== Given data ==

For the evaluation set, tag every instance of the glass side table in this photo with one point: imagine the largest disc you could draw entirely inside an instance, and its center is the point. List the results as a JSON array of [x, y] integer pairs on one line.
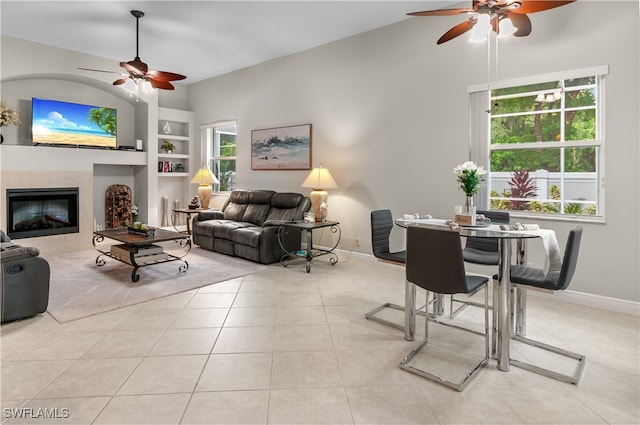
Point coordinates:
[[311, 252]]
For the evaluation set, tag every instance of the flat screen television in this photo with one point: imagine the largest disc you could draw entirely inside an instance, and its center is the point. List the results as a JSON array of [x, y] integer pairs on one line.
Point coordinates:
[[64, 123]]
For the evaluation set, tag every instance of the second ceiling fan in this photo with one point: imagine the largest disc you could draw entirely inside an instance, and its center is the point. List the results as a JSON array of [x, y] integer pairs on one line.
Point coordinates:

===

= Exercise directions =
Edit the lines from the one containing "For the evaluation set, tag every instance of the second" up to and including the last line of the items, replacing "ceiling fan" with "floor lamp" and keeping everything else the same.

= Solution to the problem =
For the evaluation set, tag every instance of the second floor lamp in this photo with one point: imagine the largest disc you could draw entirely inside an instance, and its center is the point. List the results as a JSON array of [x, y] integer pairs on one line.
Point coordinates:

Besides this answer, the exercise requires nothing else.